**Exercise goal**
Answer these questions from the article on the EU recovery fund, one per line:
1. In what year did the Recovery and Resilience Facility emerge?
2. About how many euros had the fund distributed through January of this year?
3. Who oversaw the financial review by the European Court of Auditors?

**Extract**
********

BRUSSELS — Financial watchdogs in Europe announced Wednesday they cannot properly monitor how member nations are distributing billions of dollars from a massive economic recovery program launched during the coronavirus pandemic.
The Recovery and Resilience Facility emerged in 2020 when the 27-nation European Union faced border closures, widespread lockdowns and a scramble for vaccines as the deadly virus spread. The trading bloc experienced its worst economic downturn in history during this period.
The fund has distributed approximately 577 billion euros, equivalent to $679 billion, through January of this year.
However, the European Court of Auditors revealed in their latest assessment that tracking fund distribution across countries proves challenging. Numerous funding recipients, including major corporations and large business partnerships, remain unidentified in official records.
“Without this information, we cannot assess whether funds are fairly distributed, whether risks of concentration exist, whether EU money delivers value for citizens,” stated Ivana Maletić, who oversaw the financial review.
“Transparency is not a technical issue. It is a core condition for trust and accountability,” Maletić explained to the press.

********

**Raw data**
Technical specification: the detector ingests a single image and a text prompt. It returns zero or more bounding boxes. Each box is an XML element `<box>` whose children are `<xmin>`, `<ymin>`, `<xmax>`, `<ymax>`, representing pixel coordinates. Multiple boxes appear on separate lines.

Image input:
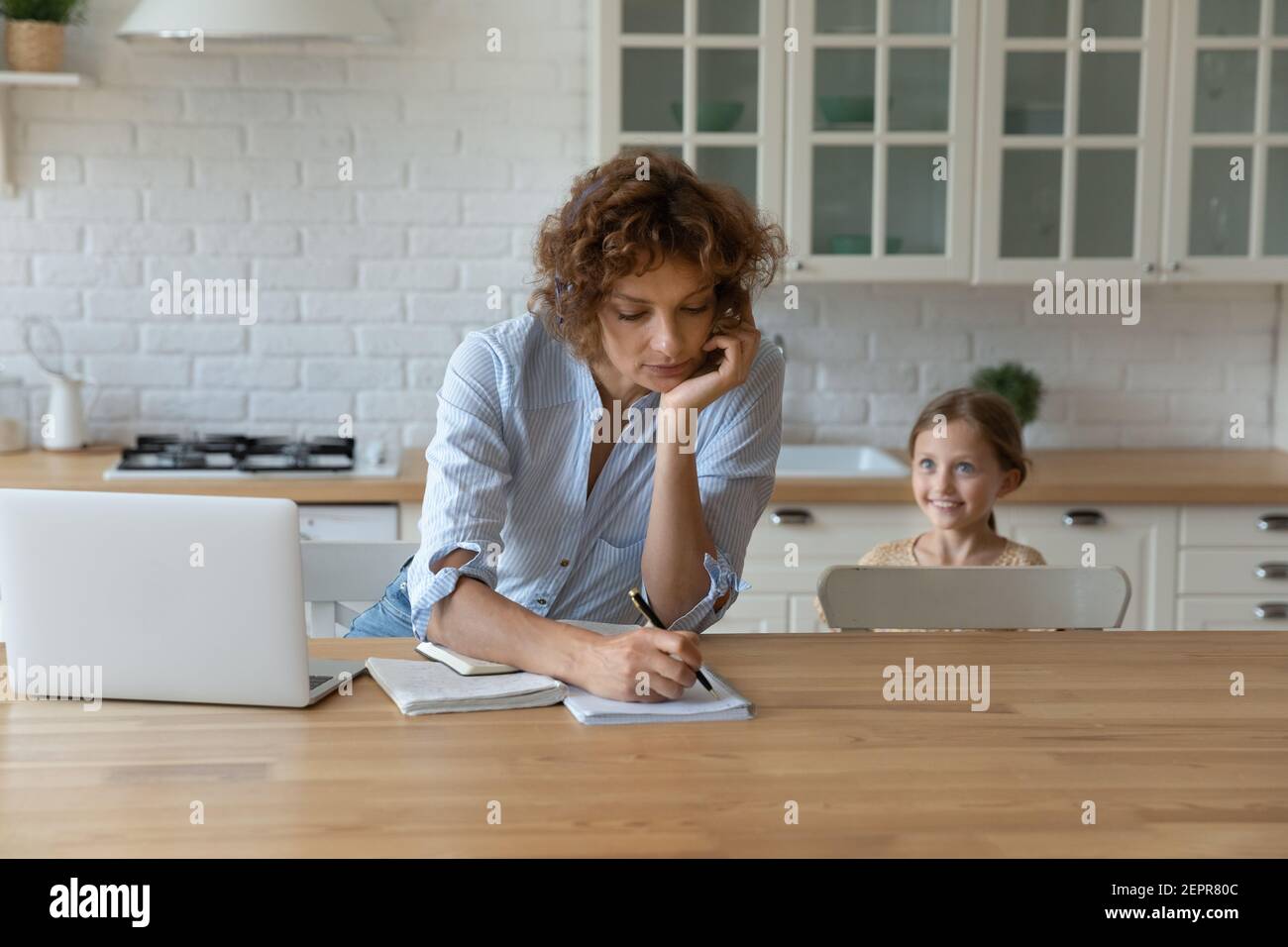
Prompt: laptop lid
<box><xmin>0</xmin><ymin>489</ymin><xmax>309</xmax><ymax>707</ymax></box>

********

**Task result**
1. 2020
2. Approximately 577 billion euros
3. Ivana Maletić